§ To do: Return every line of the rows below exactly as they appear, leaving out the pictures.
──────── Material for this exercise
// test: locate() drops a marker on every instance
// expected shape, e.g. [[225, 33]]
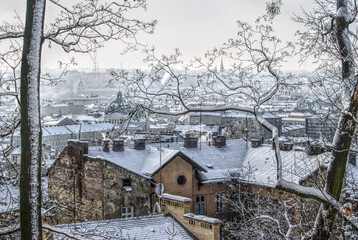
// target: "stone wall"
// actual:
[[116, 197], [91, 189]]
────────────────
§ Exercise answer:
// test: locate() drops a marker on every instance
// expected shape, e.g. [[225, 33]]
// target: "stone wall"
// actual:
[[116, 197], [91, 189]]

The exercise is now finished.